**Task statement**
Copy everything in the material below from the line containing "white sneaker, given" down to the line containing "[[998, 188]]", both included, leaving every line unchanged.

'''

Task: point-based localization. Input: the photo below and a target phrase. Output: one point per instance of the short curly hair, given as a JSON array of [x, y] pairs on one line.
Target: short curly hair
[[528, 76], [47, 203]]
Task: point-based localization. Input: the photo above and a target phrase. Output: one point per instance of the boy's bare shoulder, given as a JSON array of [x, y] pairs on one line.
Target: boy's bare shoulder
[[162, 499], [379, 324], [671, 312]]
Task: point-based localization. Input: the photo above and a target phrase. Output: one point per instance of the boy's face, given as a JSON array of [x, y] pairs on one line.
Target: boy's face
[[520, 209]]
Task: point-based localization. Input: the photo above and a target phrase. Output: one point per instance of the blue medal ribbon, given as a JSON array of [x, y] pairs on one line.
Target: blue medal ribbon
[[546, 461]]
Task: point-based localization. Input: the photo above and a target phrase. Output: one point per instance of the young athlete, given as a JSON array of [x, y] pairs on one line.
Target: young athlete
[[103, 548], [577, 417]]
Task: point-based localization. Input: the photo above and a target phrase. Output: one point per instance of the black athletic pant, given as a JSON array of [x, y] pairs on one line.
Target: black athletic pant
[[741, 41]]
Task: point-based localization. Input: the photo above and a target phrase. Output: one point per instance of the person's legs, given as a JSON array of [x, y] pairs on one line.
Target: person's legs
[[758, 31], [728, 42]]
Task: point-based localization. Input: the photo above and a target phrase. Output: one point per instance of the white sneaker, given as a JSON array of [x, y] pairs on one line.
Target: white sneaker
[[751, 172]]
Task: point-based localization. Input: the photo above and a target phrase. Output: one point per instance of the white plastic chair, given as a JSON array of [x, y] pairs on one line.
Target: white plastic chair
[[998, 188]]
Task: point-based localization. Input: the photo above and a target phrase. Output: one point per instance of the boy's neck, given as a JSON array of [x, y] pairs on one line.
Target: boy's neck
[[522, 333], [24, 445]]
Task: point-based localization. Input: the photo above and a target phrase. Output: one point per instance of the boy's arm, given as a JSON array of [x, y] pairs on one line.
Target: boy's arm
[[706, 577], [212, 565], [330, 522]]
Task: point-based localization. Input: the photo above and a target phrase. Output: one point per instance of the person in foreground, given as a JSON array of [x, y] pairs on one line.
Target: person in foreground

'''

**Written solution**
Task: point-based localization. Input: the photo above and a target phrase. Output: one point per instance of the white sneaker, given as a JSON array of [x, y] pairs on one line.
Target: white sneaker
[[751, 172]]
Task: point-based localization. Input: the photo above and a target phrase. Output: one point per instance of the white plastic chair, given as a JSON array of [x, y] pairs on one line.
Target: white plastic chair
[[998, 188]]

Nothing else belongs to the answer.